WRITTEN TASK -
Which lines of the material below contain the word "bounding", with uppercase and lowercase treated as distinct? Copy each of those lines in full.

RECORDS -

--

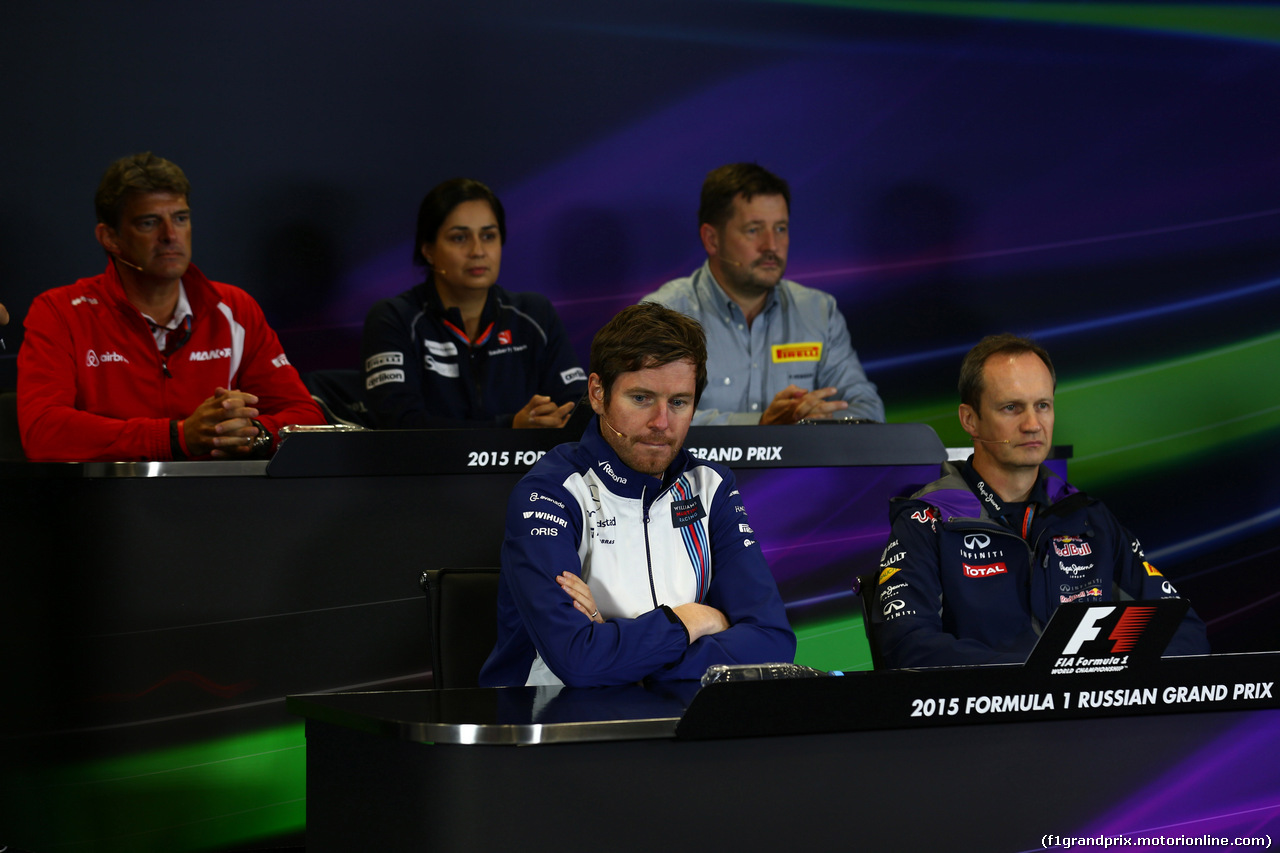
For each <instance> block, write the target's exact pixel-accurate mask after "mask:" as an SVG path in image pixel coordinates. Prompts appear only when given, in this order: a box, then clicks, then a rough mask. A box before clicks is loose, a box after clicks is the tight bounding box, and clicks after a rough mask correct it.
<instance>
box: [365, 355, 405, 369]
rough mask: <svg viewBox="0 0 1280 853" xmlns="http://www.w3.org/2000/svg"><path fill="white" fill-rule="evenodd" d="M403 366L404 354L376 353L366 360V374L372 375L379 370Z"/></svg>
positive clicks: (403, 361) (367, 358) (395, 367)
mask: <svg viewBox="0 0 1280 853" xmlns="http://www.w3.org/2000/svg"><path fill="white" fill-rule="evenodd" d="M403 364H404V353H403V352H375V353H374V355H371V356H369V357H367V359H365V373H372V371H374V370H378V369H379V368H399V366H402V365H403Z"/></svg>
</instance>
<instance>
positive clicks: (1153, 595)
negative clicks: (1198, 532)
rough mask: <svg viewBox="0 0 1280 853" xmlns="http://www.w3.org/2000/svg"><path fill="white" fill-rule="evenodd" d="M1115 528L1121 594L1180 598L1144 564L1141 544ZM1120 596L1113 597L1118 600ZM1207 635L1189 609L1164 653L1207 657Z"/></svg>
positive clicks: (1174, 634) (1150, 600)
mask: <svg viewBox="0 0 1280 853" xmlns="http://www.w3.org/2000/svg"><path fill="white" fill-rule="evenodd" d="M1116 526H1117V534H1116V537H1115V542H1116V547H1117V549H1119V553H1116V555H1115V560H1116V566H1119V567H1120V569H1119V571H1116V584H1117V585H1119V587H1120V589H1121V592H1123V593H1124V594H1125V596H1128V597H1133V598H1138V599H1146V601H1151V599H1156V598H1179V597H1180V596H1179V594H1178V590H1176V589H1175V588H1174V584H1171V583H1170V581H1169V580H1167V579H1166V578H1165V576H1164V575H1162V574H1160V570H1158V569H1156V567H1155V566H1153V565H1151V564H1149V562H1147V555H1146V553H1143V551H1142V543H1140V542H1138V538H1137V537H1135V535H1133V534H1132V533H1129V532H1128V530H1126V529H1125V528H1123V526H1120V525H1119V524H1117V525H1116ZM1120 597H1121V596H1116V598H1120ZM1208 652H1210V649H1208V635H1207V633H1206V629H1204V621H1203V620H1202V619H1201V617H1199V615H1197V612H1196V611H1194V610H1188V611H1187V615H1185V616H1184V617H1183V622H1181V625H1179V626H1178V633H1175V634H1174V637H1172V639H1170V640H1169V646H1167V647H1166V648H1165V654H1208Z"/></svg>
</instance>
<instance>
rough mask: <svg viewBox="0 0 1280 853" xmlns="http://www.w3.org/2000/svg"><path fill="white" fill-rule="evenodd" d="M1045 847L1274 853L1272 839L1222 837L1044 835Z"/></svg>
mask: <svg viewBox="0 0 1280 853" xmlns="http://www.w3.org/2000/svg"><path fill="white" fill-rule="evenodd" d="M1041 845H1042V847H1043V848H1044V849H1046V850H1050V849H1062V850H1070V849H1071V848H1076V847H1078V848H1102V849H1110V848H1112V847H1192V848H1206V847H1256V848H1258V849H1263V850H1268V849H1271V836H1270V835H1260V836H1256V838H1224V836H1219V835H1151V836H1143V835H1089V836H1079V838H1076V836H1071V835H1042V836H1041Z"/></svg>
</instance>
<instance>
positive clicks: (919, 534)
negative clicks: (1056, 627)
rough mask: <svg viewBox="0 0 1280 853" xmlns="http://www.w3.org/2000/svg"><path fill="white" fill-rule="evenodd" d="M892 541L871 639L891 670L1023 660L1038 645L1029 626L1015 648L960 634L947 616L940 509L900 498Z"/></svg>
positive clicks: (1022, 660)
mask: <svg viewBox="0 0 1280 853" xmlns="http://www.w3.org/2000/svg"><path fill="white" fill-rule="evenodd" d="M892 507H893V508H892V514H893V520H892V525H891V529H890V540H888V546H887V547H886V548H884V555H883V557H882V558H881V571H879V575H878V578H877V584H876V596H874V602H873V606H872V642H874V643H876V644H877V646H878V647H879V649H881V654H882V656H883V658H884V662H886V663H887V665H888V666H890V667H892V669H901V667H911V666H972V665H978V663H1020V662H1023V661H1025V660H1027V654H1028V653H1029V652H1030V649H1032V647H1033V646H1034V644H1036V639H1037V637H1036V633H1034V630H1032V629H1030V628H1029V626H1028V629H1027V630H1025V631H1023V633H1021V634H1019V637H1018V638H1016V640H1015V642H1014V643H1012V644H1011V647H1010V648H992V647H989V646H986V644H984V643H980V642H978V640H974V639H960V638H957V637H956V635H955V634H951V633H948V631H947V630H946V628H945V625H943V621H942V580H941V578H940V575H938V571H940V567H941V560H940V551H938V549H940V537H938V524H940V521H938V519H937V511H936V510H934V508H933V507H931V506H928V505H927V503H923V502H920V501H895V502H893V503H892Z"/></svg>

--

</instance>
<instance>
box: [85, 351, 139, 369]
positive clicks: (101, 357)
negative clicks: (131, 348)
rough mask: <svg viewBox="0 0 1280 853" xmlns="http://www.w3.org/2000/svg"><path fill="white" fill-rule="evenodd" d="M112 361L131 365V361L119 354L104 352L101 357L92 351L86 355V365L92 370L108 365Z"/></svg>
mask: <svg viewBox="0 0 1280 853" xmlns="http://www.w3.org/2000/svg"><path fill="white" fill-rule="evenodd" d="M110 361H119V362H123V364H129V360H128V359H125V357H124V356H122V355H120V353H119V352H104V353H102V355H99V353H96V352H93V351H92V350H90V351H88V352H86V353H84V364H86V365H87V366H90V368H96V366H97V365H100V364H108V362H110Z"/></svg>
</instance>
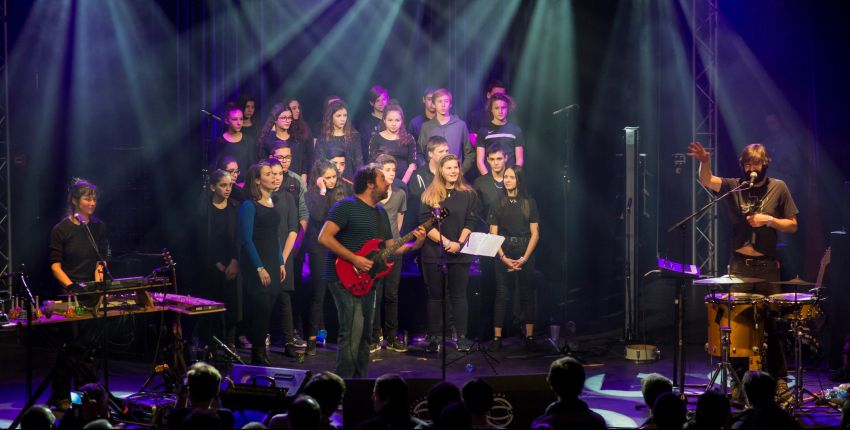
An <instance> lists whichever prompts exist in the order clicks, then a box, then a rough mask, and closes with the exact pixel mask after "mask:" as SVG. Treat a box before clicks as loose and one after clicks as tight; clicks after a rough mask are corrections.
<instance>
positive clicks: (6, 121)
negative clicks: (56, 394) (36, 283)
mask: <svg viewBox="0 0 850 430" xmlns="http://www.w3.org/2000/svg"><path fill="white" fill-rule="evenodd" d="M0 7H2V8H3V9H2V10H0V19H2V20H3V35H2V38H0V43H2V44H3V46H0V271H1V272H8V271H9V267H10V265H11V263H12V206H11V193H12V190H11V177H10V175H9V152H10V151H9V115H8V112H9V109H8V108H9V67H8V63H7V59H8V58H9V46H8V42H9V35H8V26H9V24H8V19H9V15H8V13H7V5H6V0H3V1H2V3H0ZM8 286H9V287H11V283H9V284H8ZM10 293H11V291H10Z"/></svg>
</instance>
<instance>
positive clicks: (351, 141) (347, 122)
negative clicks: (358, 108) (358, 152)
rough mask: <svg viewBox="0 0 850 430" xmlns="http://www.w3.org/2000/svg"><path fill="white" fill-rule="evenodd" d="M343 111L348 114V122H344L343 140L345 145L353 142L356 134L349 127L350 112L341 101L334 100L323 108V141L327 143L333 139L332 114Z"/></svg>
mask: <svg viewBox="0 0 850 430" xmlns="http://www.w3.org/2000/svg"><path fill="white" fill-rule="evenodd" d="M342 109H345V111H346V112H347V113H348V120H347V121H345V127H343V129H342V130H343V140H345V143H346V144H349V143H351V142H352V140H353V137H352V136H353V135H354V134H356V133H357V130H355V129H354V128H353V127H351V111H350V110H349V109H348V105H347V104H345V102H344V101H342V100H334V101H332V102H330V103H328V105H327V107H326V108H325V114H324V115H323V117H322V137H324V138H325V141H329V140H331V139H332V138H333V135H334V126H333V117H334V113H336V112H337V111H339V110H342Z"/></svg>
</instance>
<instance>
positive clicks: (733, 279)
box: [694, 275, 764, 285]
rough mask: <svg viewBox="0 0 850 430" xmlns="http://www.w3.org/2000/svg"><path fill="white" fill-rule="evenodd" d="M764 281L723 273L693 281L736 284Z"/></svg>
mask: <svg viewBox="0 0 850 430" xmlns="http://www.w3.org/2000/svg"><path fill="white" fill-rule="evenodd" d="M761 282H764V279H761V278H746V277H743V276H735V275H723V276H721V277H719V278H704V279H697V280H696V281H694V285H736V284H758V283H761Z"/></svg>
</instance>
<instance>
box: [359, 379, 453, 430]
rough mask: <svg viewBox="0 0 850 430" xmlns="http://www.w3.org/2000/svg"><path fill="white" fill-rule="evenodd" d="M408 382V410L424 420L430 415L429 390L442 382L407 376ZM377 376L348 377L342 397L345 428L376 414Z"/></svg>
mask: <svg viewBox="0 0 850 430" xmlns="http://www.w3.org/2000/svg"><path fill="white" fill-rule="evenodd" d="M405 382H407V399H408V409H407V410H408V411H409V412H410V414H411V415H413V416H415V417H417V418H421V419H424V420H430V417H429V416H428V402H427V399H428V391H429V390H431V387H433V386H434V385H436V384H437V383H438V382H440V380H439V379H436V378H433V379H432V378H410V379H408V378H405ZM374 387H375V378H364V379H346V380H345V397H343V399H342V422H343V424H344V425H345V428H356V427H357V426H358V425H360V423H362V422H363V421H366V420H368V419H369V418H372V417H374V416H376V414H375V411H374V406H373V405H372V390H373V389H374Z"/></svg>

--

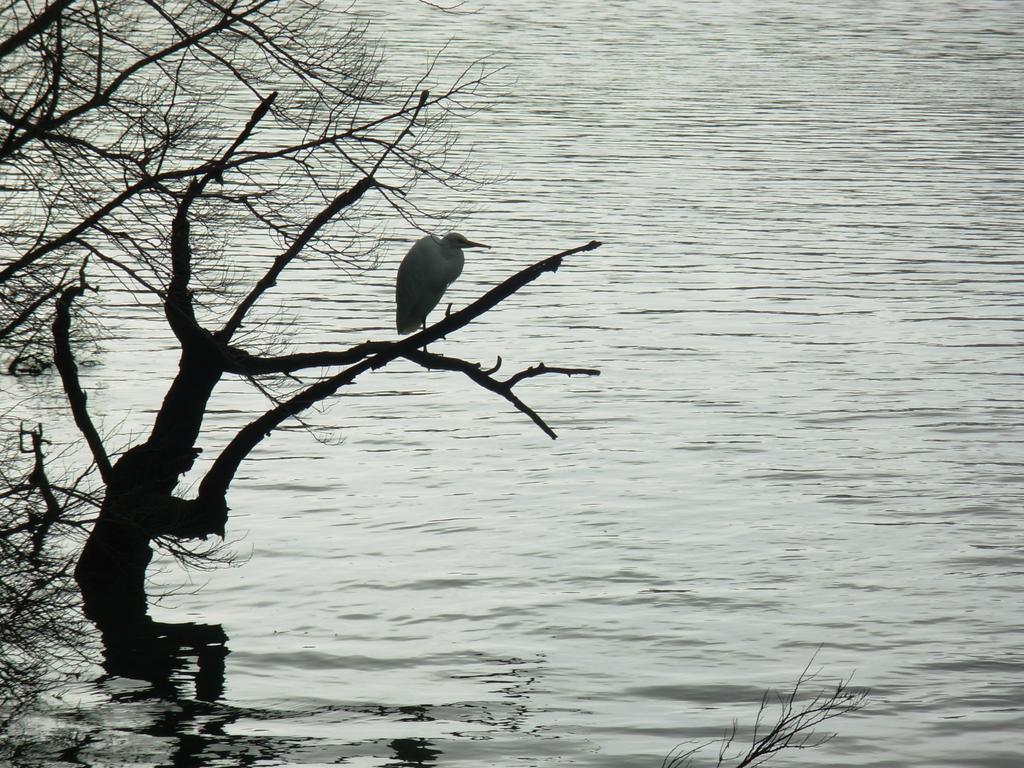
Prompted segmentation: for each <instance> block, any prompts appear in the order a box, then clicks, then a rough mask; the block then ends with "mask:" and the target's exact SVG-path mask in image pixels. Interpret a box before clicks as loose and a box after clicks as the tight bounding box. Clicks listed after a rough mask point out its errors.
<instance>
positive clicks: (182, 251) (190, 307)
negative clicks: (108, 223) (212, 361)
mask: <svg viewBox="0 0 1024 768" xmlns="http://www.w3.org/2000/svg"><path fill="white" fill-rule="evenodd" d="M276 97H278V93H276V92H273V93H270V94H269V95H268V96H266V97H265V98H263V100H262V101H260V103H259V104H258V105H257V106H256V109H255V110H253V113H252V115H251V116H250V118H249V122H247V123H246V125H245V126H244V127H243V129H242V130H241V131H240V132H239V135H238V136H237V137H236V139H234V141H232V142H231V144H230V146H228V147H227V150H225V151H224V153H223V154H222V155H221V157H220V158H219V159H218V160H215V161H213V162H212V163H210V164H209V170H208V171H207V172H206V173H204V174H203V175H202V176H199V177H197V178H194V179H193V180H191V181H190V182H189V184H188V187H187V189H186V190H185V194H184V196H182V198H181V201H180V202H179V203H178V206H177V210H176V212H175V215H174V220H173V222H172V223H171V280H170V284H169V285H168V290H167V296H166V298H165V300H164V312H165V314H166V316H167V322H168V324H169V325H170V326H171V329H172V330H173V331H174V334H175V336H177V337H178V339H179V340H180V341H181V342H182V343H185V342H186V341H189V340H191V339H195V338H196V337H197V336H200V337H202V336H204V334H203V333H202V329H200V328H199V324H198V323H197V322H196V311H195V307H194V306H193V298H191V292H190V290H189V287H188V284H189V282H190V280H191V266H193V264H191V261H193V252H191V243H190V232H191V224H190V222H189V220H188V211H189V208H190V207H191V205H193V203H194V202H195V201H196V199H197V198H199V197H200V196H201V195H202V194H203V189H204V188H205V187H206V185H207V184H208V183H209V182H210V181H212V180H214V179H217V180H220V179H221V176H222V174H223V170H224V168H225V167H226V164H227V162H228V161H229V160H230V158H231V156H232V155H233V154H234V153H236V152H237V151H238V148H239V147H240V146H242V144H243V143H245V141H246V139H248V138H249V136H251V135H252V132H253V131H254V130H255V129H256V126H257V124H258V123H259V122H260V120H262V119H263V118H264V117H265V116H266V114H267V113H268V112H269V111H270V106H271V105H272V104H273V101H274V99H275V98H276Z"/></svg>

--

TASK RESPONSE -
For each <instance> block, write the target's exact pixel-accurate mask after "mask:" as an SVG path in image pixel coordinates. Prompts appear only when given, in this order: a box, then clicks, then a rough mask. A box before clicks is loose, a box after clicks is the tight bounding box, and clicks after a rough mask correct it.
Prompted segmentation: for each <instance> block, any prompts appear in the order a box, then clicks, then a rough mask; the block then ends with "mask:" and the target's exact SVG-path mask in image pixels. Interpret a box before clicks as loose and a box after clicks as the tight bounding box. Clicks listed after a rough mask point out its errors.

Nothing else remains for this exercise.